(WHAT TO WORK ON): Using the data beneath this instruction, retype only the lines from the one that contains "column 985, row 474" down to the one that contains "Target: stone pillar", both included, exactly as they appear.
RECORDS Block Start
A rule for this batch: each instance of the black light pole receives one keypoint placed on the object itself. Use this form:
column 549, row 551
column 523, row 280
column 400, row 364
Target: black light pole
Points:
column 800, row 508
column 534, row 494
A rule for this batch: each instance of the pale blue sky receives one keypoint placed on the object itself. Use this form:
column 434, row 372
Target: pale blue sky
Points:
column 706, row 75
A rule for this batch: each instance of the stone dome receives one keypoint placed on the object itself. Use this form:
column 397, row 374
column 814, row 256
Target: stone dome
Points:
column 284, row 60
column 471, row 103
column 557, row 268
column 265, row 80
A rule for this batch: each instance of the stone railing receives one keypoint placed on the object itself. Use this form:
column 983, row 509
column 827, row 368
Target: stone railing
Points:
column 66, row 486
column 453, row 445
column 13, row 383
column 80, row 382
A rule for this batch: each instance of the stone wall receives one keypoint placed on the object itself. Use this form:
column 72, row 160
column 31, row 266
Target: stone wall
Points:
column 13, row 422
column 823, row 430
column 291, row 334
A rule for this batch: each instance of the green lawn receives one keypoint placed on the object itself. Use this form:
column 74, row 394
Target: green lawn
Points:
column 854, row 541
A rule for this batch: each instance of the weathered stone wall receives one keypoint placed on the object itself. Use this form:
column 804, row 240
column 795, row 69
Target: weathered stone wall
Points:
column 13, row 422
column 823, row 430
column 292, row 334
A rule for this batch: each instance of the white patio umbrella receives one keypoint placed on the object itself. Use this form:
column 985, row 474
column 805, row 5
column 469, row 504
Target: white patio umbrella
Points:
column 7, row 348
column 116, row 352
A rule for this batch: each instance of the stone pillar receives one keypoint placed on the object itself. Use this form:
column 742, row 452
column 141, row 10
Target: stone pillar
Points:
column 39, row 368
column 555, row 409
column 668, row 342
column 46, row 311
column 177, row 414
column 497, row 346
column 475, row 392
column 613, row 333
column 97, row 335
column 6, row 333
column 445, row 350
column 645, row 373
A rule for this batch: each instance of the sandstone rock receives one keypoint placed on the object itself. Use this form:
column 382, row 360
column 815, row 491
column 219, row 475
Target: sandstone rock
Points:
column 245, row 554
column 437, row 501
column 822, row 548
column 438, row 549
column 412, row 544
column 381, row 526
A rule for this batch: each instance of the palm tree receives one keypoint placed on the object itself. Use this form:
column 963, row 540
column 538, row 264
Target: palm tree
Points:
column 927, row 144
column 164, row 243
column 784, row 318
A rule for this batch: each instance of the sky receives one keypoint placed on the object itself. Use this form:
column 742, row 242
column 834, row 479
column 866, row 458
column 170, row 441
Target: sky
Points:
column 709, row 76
RECORDS Block End
(TASK ANSWER):
column 985, row 474
column 805, row 5
column 469, row 504
Target: white patio umbrella
Points:
column 7, row 348
column 116, row 352
A rule for this batch: each instance of the stone pillar receives one keypoint placed on the object itself. Use this form:
column 742, row 452
column 141, row 10
Target: stone pillar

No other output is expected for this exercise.